### STATED PROBLEM A
In the blog posts, why does the writer get to leave work early today and work from home tomorrow?

### SELECTED EXTRACT
Wednesday, December 24, 2008

Observations

Well, I have to get some work done, then I'm going to take a nap. Drinking (much) wine and appetizers is the agenda for the evening.

Observation of the day: A front wheel drive Mercedes had his chains on the rear wheels. I guess being rich doesn't make you smart.

Double chin hider.

I have to go out in this mess. You have to have milk to make mochas. Ug.

Oh, Louie.

This is Louie's idea of peeing outside. Good grief. At least it's not on the carpet. It's snowing AGAIN. I think this will be my first white Christmas ever. Too bad I'm not 8. Well, Merry Christmas Eve. Yippee. I'm going to go eat some cake.

Tuesday, December 23, 2008

KFC

Here's my big rant as promised. KFC no longer sells potato salad. WTF? Fascists.

Christmas Toes

Oh my Lord what a madhouse! Leaving early was a good idea in THEORY. With the approaching storm, last minute shoppers and bad road conditions, traffic SUCKED! It took me an hour to go 5 blocks.

But I did manage to give myself a little Christmas present, a much-needed pedicure. See my Christmas toes? I know you love them. Grabbed my mom and now I'm waiting in the Costco parking lot for her so we can get some stuff. Perfect time to blog. :-) I'm sure I'll have some philosophical diatribe late this evening, I feel a rant coming on.

Incoming Storm

I get to get off early today and work from home tomorrow! There is another storm coming in tonight and they don't want me to have to deal with it or miss anymore work. My mom is coming to stay with me starting tonight, too, so that works out perfect!

### STATED PROBLEM B
Repeat the data rows word for word, starting at the first row and ending at the line containing "97, 916, 177, 955", with both of those lines included.

### Data records

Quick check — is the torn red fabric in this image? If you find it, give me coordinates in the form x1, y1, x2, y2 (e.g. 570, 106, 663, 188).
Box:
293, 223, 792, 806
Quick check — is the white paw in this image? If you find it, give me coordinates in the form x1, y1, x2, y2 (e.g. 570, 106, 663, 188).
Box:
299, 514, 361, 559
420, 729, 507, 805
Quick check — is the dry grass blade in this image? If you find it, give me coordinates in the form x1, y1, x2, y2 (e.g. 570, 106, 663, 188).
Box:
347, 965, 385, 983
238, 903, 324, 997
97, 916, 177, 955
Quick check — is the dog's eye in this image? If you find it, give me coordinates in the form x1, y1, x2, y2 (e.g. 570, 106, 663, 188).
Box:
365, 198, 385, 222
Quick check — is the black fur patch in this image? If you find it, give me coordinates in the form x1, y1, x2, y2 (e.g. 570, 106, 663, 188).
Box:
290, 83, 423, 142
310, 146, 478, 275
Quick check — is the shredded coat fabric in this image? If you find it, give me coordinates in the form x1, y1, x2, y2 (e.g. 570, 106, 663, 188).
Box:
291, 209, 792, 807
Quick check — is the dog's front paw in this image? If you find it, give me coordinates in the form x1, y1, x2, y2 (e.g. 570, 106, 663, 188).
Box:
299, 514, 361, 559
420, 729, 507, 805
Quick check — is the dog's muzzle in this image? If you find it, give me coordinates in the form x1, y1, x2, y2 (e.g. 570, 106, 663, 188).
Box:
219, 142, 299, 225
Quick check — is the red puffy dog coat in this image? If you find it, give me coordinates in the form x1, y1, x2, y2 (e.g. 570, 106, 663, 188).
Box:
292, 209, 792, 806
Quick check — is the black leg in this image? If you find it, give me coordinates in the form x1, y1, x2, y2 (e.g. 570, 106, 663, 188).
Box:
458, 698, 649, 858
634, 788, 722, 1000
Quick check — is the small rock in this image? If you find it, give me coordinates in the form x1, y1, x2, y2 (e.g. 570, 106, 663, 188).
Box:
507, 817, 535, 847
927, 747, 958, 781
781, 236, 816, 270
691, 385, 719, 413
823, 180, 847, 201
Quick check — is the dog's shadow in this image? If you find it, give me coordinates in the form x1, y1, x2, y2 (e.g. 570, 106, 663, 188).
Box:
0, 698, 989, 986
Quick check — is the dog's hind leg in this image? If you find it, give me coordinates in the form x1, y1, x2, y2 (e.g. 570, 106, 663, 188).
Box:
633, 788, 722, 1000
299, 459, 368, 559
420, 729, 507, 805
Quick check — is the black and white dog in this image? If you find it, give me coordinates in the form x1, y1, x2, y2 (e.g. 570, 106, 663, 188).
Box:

### CORRECT OUTPUT A
Another storm is coming in that night, and they don't want the writer to have to deal with it or miss any more work.

### CORRECT OUTPUT B
Quick check — is the torn red fabric in this image? If you find it, give me coordinates in the form x1, y1, x2, y2 (e.g. 570, 106, 663, 188).
Box:
293, 223, 792, 806
Quick check — is the white paw in this image? If you find it, give me coordinates in the form x1, y1, x2, y2 (e.g. 570, 106, 663, 188).
Box:
299, 514, 361, 559
420, 729, 507, 805
Quick check — is the dry grass blade in this image? If you find it, give me coordinates in the form x1, y1, x2, y2 (e.g. 570, 106, 663, 188).
Box:
347, 965, 385, 983
238, 903, 324, 997
97, 916, 177, 955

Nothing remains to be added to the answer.